• _WORK TO COMPLETE_
Please proceed with the news article below on newspapers selling editorial space to election candidates, writing on from its last sentence rather than from the listing.

• _PROVIDED TEXT_
बिकता है मीडिया खरीदने वाला चाहिए.....एक दिसंबर का मेल टुडे पढ़िए

(मेल टुडे से साभार)

When the press sells itself to politicos
By Pratul Sharma in New Delhi
Scanner on media for publishing articles in favour of poll- bound candidates in exchange of crores
THE Press Council of India ( PCI) has set up a panel to probe the allegation that some newspapers and television channels had sold editorial space to several candidates before the last Lok Sabha and recent Assembly elections.
This adds fodder to the fact that the distinction between news and advertisement is fast blurring and that propaganda of many politicians are indeed masquerading as news.
In other words, publicity material supplied by some political parties about their candidates was published without verification in newspapers in exchange of money. Though these candidates with deep pockets have been willing partners to the illegal act, other candidates have kept quiet, taking care not to offend prominent media houses.

• _SUPPLIED ENTRIES_
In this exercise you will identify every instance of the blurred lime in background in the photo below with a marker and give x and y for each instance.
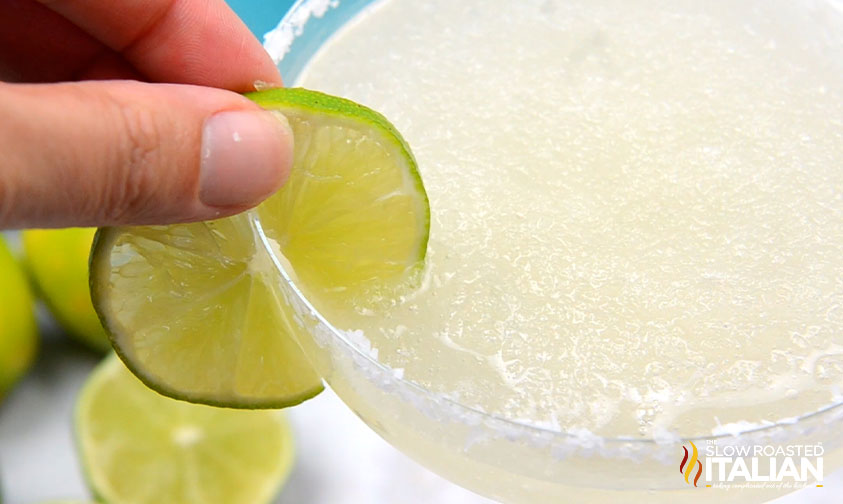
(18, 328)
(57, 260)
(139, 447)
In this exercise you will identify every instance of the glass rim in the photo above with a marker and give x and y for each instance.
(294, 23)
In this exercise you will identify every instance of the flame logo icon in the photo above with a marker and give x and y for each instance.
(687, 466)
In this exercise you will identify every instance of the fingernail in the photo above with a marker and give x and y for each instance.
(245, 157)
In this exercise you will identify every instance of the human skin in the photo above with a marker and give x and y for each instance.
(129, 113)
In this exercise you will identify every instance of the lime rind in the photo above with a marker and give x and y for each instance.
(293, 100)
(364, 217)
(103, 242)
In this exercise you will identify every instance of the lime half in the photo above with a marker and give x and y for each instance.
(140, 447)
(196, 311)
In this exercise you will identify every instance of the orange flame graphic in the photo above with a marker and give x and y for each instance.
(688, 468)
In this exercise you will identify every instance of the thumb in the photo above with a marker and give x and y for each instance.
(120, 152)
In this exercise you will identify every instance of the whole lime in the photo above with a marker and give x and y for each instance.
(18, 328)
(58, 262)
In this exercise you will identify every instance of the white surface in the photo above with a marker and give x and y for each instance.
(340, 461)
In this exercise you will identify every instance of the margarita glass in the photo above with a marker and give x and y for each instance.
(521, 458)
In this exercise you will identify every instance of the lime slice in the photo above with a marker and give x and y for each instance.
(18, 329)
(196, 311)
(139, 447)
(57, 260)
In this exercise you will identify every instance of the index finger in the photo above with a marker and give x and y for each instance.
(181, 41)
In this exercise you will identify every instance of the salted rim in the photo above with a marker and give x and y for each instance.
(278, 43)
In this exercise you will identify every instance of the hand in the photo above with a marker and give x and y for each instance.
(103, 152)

--

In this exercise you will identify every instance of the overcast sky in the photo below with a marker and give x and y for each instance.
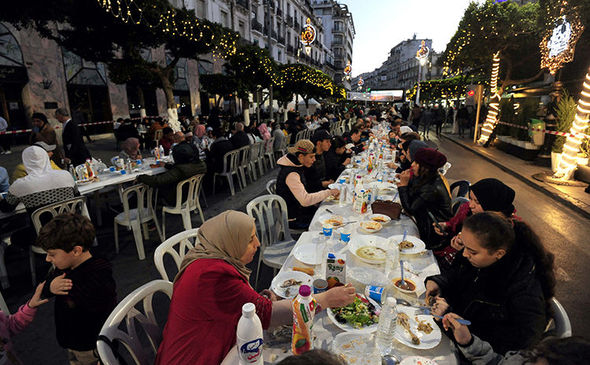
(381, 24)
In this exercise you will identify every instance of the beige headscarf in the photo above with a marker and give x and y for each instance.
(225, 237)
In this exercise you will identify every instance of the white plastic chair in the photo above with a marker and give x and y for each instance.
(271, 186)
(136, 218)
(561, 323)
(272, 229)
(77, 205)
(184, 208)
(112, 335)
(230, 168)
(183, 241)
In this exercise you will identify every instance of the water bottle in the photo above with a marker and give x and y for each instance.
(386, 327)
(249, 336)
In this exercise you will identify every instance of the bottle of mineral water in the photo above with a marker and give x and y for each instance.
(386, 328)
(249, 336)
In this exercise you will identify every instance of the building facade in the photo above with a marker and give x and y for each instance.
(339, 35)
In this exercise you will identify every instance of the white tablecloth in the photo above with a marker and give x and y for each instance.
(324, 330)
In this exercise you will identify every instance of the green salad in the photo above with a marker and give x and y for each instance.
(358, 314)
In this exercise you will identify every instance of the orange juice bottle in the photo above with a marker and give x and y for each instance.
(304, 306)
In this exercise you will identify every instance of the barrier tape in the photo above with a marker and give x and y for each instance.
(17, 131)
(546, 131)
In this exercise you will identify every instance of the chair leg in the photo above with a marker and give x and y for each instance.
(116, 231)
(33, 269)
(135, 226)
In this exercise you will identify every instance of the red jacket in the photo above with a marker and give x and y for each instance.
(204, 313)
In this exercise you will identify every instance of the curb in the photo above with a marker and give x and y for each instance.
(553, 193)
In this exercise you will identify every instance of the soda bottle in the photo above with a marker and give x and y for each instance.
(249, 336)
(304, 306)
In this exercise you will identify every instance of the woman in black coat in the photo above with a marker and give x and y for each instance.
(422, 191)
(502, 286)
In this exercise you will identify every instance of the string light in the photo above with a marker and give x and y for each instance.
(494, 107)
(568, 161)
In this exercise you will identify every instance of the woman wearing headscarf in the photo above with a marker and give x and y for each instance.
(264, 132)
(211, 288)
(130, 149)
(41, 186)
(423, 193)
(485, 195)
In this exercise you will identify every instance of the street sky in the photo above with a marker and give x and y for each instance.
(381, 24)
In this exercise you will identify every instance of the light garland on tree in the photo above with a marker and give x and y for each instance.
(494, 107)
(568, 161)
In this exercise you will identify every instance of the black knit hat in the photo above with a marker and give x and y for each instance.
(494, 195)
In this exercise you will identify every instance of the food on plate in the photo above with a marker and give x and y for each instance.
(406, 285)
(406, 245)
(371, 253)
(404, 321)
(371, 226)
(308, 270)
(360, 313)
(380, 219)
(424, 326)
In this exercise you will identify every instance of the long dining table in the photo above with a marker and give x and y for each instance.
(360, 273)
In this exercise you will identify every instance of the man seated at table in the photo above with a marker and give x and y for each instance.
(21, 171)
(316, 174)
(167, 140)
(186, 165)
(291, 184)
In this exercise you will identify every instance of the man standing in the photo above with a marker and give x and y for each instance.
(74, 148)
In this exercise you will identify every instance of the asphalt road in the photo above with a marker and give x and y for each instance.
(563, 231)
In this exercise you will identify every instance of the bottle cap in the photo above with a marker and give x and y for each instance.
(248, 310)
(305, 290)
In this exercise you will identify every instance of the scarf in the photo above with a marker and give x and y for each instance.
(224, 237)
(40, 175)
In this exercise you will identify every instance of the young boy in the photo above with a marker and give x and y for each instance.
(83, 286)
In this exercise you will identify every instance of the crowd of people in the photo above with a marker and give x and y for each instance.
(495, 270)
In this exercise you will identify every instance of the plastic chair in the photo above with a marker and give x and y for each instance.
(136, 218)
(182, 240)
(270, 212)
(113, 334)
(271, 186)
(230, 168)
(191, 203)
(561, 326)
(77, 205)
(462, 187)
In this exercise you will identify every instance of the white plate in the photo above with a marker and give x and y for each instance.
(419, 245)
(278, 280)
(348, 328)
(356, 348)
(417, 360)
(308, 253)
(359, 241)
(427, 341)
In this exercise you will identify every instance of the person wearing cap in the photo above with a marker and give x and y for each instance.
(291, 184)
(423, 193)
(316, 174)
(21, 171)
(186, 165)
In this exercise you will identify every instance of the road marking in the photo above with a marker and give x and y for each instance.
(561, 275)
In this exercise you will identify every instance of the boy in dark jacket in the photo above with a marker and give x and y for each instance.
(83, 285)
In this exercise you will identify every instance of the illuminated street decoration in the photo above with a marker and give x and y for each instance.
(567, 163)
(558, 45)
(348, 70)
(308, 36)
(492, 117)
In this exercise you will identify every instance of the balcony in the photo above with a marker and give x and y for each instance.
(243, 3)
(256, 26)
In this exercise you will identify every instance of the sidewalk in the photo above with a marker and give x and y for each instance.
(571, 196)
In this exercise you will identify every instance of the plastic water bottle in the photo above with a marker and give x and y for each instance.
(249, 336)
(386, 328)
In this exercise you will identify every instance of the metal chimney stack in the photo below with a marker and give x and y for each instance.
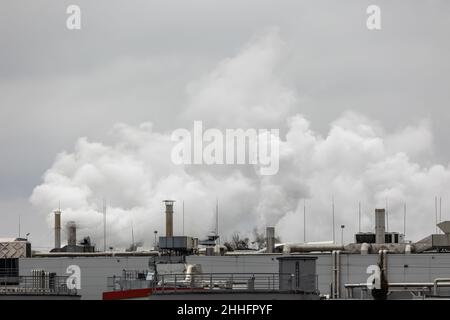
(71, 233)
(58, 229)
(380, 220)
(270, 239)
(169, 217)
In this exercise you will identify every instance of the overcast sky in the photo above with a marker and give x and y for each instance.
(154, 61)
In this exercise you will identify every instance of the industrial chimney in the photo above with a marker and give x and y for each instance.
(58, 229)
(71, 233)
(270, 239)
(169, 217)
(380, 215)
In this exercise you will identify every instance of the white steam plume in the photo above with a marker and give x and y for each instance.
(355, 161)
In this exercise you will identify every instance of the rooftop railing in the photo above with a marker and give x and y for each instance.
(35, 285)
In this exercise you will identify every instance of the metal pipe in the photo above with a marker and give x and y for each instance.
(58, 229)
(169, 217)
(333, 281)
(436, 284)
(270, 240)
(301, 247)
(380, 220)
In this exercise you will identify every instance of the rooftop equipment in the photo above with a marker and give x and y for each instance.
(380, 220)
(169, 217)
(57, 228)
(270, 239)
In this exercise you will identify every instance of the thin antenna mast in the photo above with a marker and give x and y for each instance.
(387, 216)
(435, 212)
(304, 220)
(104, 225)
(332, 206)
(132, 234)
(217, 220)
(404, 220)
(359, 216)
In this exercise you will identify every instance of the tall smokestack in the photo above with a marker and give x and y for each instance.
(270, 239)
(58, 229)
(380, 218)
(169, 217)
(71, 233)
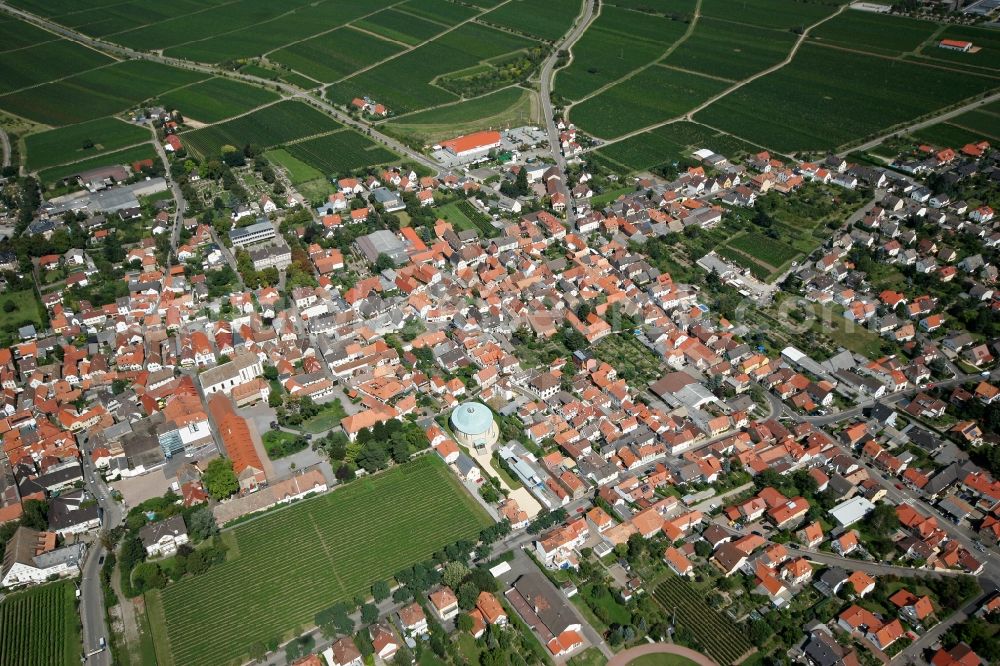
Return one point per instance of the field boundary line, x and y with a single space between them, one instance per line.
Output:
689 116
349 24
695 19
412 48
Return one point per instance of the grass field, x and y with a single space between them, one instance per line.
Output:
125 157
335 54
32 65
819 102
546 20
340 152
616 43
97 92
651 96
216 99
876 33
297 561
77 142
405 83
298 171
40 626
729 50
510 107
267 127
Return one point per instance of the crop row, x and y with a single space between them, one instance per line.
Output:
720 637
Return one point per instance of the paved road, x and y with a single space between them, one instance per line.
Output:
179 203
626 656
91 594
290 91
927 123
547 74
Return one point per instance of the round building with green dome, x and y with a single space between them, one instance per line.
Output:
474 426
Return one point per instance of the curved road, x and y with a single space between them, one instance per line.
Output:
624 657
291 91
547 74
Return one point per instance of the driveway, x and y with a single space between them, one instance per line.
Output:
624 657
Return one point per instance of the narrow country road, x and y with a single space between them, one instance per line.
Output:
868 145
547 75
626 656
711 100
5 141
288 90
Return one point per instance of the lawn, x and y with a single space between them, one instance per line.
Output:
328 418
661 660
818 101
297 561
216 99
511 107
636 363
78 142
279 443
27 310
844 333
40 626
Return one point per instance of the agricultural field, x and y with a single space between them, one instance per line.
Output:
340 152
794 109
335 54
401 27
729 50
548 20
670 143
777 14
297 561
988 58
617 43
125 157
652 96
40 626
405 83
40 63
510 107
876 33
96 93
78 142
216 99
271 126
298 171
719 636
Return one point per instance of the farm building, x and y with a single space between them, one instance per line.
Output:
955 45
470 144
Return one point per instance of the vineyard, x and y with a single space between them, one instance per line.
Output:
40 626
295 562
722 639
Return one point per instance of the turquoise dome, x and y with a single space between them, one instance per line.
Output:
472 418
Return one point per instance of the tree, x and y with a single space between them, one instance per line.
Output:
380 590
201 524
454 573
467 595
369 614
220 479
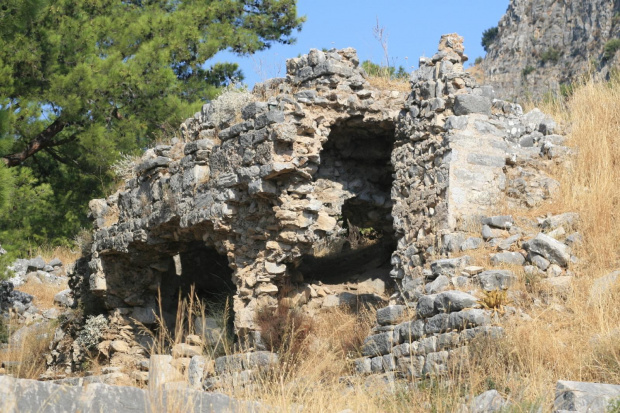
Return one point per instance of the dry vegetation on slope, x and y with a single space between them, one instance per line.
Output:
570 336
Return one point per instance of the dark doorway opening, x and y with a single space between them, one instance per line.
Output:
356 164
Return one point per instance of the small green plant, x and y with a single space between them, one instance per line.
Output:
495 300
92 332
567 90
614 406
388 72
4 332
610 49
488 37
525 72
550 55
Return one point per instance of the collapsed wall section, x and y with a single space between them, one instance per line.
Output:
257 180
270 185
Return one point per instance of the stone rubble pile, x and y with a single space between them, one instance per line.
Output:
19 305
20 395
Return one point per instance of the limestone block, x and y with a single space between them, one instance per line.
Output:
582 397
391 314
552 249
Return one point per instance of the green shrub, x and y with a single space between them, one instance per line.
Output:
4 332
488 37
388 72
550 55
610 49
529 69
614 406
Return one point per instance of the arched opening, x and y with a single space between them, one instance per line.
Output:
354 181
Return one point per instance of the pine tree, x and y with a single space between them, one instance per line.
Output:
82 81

• _IN RESPONSE_
A group of senior journalists have been demanding a thorough probe into the incidents and the required course correction for the media. After journalists such as the late Prabash Joshi, Kuldeep Nayar, George Verghese, Ajit Bhattacharjee and Harivansh wrote a letter to the PCI on this issue last June, a three- member committee to probe the allegations and suggest guidelines has been set up.
Nayar also submitted a separate representation to the Election Commission ( EC), requesting it to probe the matter.
The EC can take cognisance of such complaints under the Representation of the People Act as money spent for paid news is unaccounted for but should have been shown as valid poll expense.
The scathing letter states, “ News reports were financed with slush funds, accounts of which are with neither the candidates nor the newspapers. The editors and journalists were paid with black money as well.” Nayar wrote to the EC: “ During the last Lok Sabha elections, many in the print and electronic media charged for what they said in favour of a party or candidate.
At a seminar in Delhi the other day, human resource development minister Kapil Sibal contended that he knew how the stories were planted and paid for.
A top BJP leader has told me that he would give evidence if an inquiry committee was set up to look into the matter.” Though “ media packages” were sold to candidates and political parties as space is sold to advertisers, readers had no way of knowing the news stories they were reading were paid for or planted by the candidates.
“ The trend was by and large limited to vernacular and Hindi newspapers and channels in the states,” Nayar said, adding that mainstream English papers were left untouched by this trend.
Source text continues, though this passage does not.